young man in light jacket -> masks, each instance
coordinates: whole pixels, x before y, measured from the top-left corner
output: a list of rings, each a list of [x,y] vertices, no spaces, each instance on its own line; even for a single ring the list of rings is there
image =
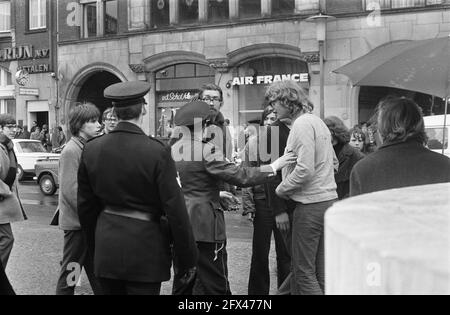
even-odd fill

-- -- --

▸ What needs to be done
Pictures stay out, but everything else in the records must be output exactly.

▸ Output for this exercise
young man in light jacket -> masks, each instance
coordinates: whole pixels, x before y, measured from the top-left corner
output: a list of rings, each a list of [x,y] vertices, no spaces, each instance on its own line; even for a single ring the list of rings is there
image =
even-odd fill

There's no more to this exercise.